Alternative Lenders Halt Redemptions, Signaling Mortgage Cracks
(Bloomberg) -- Some of Canada’s biggest non-bank commercial mortgage lenders are freezing redemptions as investors try to flee the asset class.
Firms including Vancouver-based Trez Capital have gated open-ended funds indefinitely as the underlying assets can’t be sold fast enough to keep pace with sustained withdrawals.
While many managers of such funds have built up large cash buffers, a wider lack of liquidity in the asset management industry is emerging as a key risk for investors.
“With the turmoil in the market we had a certain number of retail clients that came through with a fair number of redemptions, particularly in the last week,” Daniel Marchand, senior vice-president who oversees capital raising for Trez, said from Toronto.
The firm manages C$3.8 billion ($2.7 billion) that’s roughly split between the U.S. and Canada. It didn’t say how long the freeze -- which impacts four funds managing approximately C$2.6 billion -- would last to “avoid building unrealistic expectations”.

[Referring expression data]

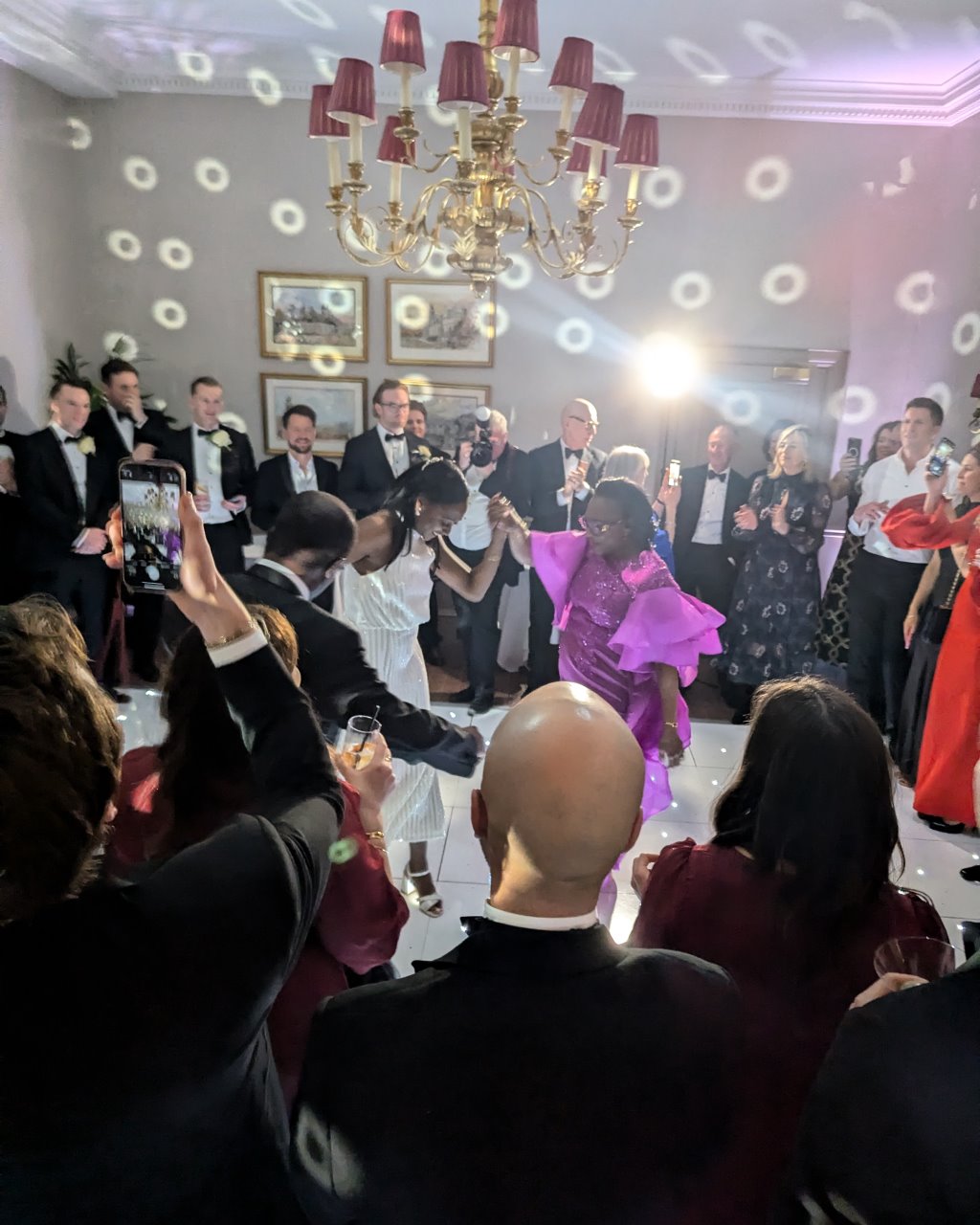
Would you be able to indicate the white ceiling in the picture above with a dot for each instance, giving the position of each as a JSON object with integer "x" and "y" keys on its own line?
{"x": 915, "y": 61}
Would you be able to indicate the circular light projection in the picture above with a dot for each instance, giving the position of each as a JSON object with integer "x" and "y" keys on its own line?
{"x": 697, "y": 60}
{"x": 328, "y": 364}
{"x": 768, "y": 178}
{"x": 917, "y": 293}
{"x": 140, "y": 173}
{"x": 79, "y": 134}
{"x": 265, "y": 87}
{"x": 784, "y": 283}
{"x": 853, "y": 406}
{"x": 691, "y": 291}
{"x": 775, "y": 46}
{"x": 520, "y": 272}
{"x": 121, "y": 345}
{"x": 211, "y": 174}
{"x": 967, "y": 333}
{"x": 123, "y": 244}
{"x": 663, "y": 188}
{"x": 669, "y": 366}
{"x": 288, "y": 217}
{"x": 196, "y": 65}
{"x": 175, "y": 254}
{"x": 574, "y": 335}
{"x": 169, "y": 314}
{"x": 742, "y": 407}
{"x": 309, "y": 11}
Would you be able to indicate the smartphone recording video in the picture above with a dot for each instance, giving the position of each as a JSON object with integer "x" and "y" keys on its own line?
{"x": 152, "y": 544}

● Exercise aim
According to the article on Canadian mortgage lenders freezing redemptions, why have firms such as Trez Capital gated their open-ended funds?

● Output
The underlying assets can't be sold fast enough to keep pace with sustained withdrawals from investors.